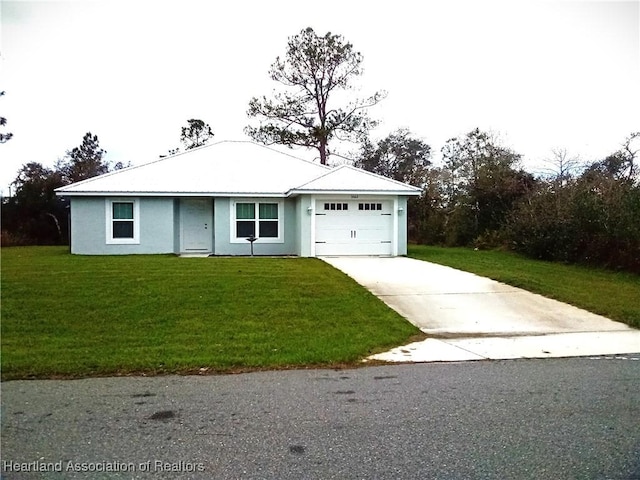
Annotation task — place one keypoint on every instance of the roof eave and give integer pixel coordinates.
(298, 191)
(171, 194)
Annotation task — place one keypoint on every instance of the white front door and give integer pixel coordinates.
(196, 221)
(354, 227)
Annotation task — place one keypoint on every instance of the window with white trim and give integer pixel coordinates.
(123, 221)
(261, 219)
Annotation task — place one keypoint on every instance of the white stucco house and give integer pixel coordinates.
(209, 200)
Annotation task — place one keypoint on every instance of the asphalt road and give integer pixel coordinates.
(518, 419)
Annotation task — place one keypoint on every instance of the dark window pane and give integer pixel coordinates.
(122, 210)
(268, 229)
(245, 211)
(122, 229)
(268, 211)
(245, 229)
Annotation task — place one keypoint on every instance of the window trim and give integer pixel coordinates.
(110, 240)
(256, 201)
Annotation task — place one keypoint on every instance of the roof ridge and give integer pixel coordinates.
(377, 175)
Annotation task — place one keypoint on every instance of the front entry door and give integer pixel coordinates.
(196, 219)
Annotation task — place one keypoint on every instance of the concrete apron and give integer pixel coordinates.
(468, 317)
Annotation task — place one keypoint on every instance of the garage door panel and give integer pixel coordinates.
(358, 228)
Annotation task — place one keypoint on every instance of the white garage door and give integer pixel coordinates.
(354, 227)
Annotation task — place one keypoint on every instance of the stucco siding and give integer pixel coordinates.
(89, 227)
(402, 225)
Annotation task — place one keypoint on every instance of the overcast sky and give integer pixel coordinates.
(541, 74)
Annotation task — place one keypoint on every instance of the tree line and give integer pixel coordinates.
(478, 195)
(34, 215)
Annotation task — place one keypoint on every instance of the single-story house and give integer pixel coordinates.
(209, 200)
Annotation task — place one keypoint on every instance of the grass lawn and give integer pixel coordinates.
(612, 294)
(72, 316)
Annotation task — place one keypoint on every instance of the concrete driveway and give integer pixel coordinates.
(468, 317)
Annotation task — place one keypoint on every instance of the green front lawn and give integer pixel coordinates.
(67, 315)
(612, 294)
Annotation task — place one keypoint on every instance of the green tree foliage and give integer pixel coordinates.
(403, 158)
(398, 156)
(4, 137)
(314, 69)
(482, 182)
(84, 161)
(195, 134)
(34, 215)
(591, 218)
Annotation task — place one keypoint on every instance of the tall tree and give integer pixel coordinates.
(85, 161)
(313, 70)
(195, 134)
(4, 137)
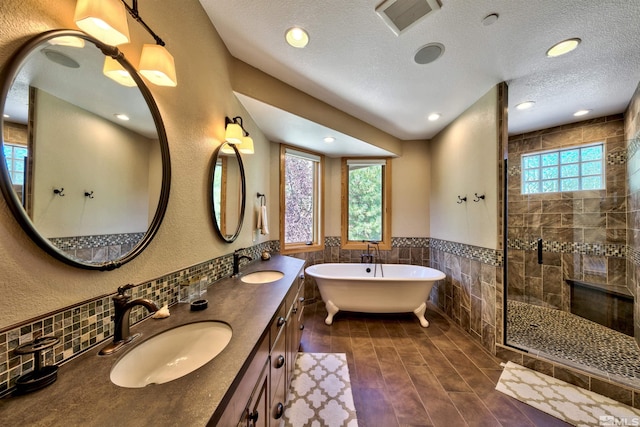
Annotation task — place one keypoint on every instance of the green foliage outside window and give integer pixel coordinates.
(365, 202)
(299, 195)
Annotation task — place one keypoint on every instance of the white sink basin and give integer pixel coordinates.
(171, 354)
(262, 276)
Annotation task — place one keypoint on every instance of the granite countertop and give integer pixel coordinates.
(84, 395)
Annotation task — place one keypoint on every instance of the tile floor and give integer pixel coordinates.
(406, 375)
(574, 341)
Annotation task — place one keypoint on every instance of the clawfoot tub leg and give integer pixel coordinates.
(332, 309)
(419, 312)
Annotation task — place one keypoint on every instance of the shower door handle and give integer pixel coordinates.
(539, 251)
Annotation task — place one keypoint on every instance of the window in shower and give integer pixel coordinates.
(569, 169)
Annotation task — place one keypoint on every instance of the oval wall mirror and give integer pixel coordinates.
(85, 162)
(227, 191)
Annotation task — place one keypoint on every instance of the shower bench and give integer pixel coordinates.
(609, 306)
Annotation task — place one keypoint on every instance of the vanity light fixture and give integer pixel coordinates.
(237, 135)
(525, 105)
(563, 47)
(246, 146)
(297, 37)
(581, 113)
(234, 131)
(69, 41)
(117, 73)
(106, 20)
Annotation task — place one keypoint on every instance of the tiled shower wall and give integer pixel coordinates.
(632, 129)
(584, 233)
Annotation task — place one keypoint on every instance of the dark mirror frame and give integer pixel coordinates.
(214, 159)
(7, 76)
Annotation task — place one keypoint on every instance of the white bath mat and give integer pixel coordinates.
(320, 392)
(567, 402)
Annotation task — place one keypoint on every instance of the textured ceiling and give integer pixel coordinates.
(357, 64)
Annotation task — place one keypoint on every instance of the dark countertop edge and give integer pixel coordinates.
(84, 394)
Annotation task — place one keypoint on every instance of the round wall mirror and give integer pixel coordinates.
(85, 162)
(227, 190)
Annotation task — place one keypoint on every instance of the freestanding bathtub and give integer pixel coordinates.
(375, 288)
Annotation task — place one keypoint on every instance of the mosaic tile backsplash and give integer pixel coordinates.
(82, 326)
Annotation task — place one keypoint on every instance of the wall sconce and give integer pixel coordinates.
(236, 134)
(106, 20)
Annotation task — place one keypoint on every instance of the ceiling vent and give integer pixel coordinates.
(399, 15)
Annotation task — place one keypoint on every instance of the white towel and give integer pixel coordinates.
(263, 225)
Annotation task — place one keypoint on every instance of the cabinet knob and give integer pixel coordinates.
(279, 412)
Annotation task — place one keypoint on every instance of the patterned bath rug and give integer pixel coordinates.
(567, 402)
(320, 392)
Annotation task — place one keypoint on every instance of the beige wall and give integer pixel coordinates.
(463, 162)
(65, 158)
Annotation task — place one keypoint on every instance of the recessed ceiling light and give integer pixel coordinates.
(525, 105)
(428, 53)
(563, 47)
(490, 19)
(581, 113)
(297, 37)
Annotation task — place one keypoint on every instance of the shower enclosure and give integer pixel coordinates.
(567, 296)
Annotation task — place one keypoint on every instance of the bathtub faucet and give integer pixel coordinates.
(368, 257)
(371, 256)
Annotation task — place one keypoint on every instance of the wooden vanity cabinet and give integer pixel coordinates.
(260, 397)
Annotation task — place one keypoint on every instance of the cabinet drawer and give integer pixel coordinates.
(279, 364)
(278, 325)
(278, 396)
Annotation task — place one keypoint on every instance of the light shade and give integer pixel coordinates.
(114, 70)
(246, 147)
(106, 20)
(234, 134)
(157, 65)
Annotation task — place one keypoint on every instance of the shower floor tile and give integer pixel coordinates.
(575, 341)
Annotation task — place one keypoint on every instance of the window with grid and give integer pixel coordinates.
(15, 155)
(570, 169)
(301, 188)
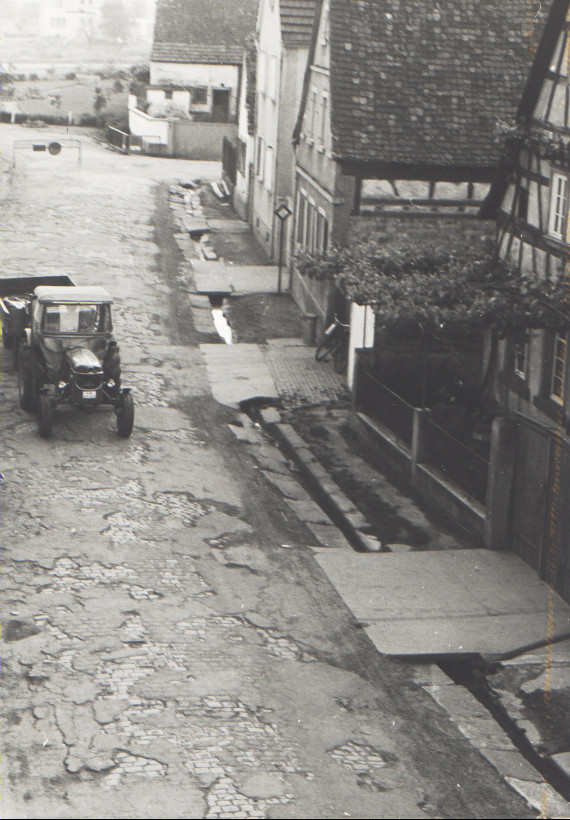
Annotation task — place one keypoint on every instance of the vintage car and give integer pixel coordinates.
(66, 353)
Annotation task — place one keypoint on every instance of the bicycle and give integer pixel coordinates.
(334, 344)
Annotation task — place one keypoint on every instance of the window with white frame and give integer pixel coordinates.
(272, 78)
(325, 28)
(313, 114)
(261, 72)
(322, 237)
(260, 157)
(269, 168)
(301, 206)
(323, 122)
(520, 358)
(312, 229)
(558, 369)
(558, 206)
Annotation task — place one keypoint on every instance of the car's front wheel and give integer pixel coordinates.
(44, 415)
(125, 415)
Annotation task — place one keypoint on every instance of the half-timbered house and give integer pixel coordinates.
(398, 121)
(531, 196)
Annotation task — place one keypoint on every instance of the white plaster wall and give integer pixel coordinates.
(141, 125)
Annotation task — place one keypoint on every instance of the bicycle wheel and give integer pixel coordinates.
(340, 358)
(324, 350)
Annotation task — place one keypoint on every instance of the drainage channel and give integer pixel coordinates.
(472, 670)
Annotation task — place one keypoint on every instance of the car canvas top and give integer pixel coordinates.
(89, 295)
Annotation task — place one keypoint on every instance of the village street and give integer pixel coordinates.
(170, 646)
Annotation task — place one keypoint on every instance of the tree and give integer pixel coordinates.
(431, 290)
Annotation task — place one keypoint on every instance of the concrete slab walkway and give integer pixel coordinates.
(447, 601)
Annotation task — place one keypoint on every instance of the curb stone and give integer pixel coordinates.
(335, 503)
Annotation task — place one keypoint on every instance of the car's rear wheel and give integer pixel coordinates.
(26, 378)
(7, 340)
(45, 415)
(125, 415)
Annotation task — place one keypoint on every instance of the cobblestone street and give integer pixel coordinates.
(171, 648)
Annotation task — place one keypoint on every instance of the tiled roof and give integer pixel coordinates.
(181, 53)
(296, 21)
(415, 82)
(202, 26)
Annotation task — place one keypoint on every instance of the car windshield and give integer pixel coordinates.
(76, 319)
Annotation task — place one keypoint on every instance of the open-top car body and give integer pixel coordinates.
(66, 354)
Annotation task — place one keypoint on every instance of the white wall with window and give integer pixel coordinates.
(312, 227)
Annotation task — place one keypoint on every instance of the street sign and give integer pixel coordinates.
(282, 213)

PROBLEM TO WORK ON
Your answer should consist only of the lines from the one with "front wheel and give integer pixel coordinates." through the end of the data above, reproduced exactly.

EXERCISE RESPONSE
Annotation task — place one keypoint on every instance of the car's front wheel and give integer pixel coordinates.
(44, 415)
(125, 415)
Annotation task — place one keypoint on every instance of the half-timbered house and give integer pixel coordinates.
(398, 121)
(531, 196)
Annotation task — place one keypoint on every instance of the white plaster wall and give integer pixel coordinates.
(141, 125)
Annotation task — place one keypoint on every instance of the bicycle wheel and give integer pixel coordinates.
(340, 358)
(324, 350)
Annotation task — place one keypoint on every instance of the drainage channel and give integer pixel coordinates.
(472, 670)
Annotation task — place one keypoint on every instance of the car canvas top and give integer pixel coordinates.
(89, 295)
Annotation task — place one keypoint on every instance of the village street and give integer pixel coordinates.
(170, 646)
Annotation task — place one keypoint on every instance of the tree and give integer pixel coordinates.
(431, 290)
Annotation task — place one keypoint on every instance of the concrete slab walkway and give integer pixel coordinates.
(447, 601)
Annotation task — place one keypoint on every instance of the curb stone and give integer pixel coordinates.
(335, 503)
Annotation task — place one keypoint on every instance of the car's rear wheel and give integer pixel coordinates.
(26, 378)
(7, 340)
(45, 415)
(125, 415)
Annotation task — place one keypoint on every instance of the cobblestone street and give integer pixel coordinates.
(171, 648)
Annotation task — place one keypoint on every instance of the tiled roof and give integer pixel coordinates.
(181, 53)
(296, 21)
(415, 82)
(202, 26)
Annotation task — place one keypoint on every instance of the car windshield and give integer pixel coordinates.
(76, 319)
Annotation task — place one keypoint on every instance of the open-top car body and give integer pixel coordinates.
(66, 354)
Annotation task — place one keypoint on every instance of the white wall with window and give integer pixel coordinates.
(312, 227)
Annotation task — place one keypoint on every instance of the street sign and give integer pixel coordinates.
(282, 213)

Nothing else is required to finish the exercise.